Set problem - Reproduce word for word the passage of the accounting policies note starting with "Use of estimates" and going on through "current year presentation.".

Text segment -
Summary of significant accounting policies
|12 Months Ended|
Feb. 02, 2019
|Summary of significant accounting policies|
|Summary of significant accounting policies||
2. Summary of significant accounting policies
The Company’s fiscal year is the 52 or 53 weeks ending on the Saturday closest to January 31. The Company’s fiscal years ended February 2, 2019 (fiscal 2018), February 3, 2018 (fiscal 2017), and January 28, 2017 (fiscal 2016) were 52, 53, and 52-week years, respectively.
The Company’s consolidated financial statements include the accounts of the Company and its wholly owned subsidiaries. All significant intercompany accounts, transactions, and unrealized profit were eliminated in consolidation.
Use of estimates
The preparation of consolidated financial statements in conformity with U.S. generally accepted accounting principles (GAAP) requires management to make estimates and assumptions that affect the reported amounts of assets and liabilities at the date of the consolidated financial statements and the reported amounts of revenues and expenses during the accounting period. Actual results could differ from those estimates.
Certain prior year amounts have been reclassified to conform to the current year presentation.
Cash and cash equivalents
Cash and cash equivalents include cash on hand and highly liquid investments with original maturities of three months or less from the date of purchase. Cash equivalents also include amounts due from third-party financial institutions for credit card and debit card transactions. These receivables typically settle in five days or less with little or no default risk. Amounts from third-party financial institutions for credit card and debit card transactions were $57,698 and $60,773 as of February 2, 2019 and February 3, 2018, respectively.
The Company determines the balance sheet classification of its investments at the time of purchase and evaluates the classification at each balance sheet date. Money market funds, certificates of deposit, and time deposits with maturities of greater than three months but no more than twelve months are carried at cost, which approximates fair value and are recorded in the consolidated balance sheets in short-term investments (see Note 13, “Investments”).
Receivables consist principally of amounts due from vendors and landlord construction allowances earned but not yet received. These receivables are computed based on provisions of the vendor and lease agreements in place and the Company’s completed performance. The Company does not require collateral on its receivables and does not accrue interest. Credit risk with respect to receivables is limited due to the diversity of vendors and landlords comprising the Company’s vendor base. The Company performs ongoing credit evaluations of its vendors and evaluates the collectability of its receivables based on the length of time the receivable is past due and historical experience.
The receivable for vendor allowances was $97,885 and $78,238 as of February 2, 2019 and February 3, 2018, respectively. The receivable for landlord allowances was $19,746 and $12,729 as of February 2, 2019 and February 3, 2018, respectively. The allowance for doubtful receivables was $651 and $1,371 as of February 2, 2019 and February 3, 2018, respectively.

Raw records -

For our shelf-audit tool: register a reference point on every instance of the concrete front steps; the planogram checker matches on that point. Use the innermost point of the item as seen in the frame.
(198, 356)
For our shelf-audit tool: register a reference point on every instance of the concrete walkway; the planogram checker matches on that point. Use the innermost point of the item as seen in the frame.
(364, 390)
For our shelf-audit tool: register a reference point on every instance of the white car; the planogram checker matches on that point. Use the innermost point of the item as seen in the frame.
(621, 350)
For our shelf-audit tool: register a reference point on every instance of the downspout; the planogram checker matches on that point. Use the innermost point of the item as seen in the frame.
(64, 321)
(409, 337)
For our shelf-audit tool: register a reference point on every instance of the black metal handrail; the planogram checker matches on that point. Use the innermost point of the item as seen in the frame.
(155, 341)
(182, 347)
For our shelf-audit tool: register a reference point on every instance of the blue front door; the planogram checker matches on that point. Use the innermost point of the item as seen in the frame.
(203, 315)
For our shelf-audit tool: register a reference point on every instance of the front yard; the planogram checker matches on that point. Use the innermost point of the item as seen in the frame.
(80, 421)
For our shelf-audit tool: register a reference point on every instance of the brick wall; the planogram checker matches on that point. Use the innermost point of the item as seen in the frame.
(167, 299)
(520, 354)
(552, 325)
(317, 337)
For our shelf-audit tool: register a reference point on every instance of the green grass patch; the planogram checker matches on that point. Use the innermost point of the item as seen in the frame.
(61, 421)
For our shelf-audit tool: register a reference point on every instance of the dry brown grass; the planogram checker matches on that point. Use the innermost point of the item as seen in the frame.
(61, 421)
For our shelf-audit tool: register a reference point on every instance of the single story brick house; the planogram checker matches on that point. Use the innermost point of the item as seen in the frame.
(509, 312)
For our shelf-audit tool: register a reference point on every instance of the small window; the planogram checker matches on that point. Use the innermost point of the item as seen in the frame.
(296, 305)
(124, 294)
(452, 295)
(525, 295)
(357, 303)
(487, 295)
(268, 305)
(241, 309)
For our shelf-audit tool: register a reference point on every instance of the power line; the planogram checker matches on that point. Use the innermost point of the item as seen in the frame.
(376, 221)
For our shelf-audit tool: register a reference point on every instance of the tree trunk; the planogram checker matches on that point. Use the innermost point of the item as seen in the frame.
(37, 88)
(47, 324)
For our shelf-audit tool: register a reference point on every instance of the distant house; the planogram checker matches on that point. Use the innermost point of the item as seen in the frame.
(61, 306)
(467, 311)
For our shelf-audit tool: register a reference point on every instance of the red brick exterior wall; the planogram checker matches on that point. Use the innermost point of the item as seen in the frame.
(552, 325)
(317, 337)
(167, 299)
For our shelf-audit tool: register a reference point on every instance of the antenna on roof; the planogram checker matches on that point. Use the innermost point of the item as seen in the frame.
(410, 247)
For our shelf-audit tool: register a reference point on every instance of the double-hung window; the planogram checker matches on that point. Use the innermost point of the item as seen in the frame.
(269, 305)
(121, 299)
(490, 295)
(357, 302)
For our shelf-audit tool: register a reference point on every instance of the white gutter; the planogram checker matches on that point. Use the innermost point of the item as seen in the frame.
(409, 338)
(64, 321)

The completed task -
Use of estimates
The preparation of consolidated financial statements in conformity with U.S. generally accepted accounting principles (GAAP) requires management to make estimates and assumptions that affect the reported amounts of assets and liabilities at the date of the consolidated financial statements and the reported amounts of revenues and expenses during the accounting period. Actual results could differ from those estimates.
Certain prior year amounts have been reclassified to conform to the current year presentation.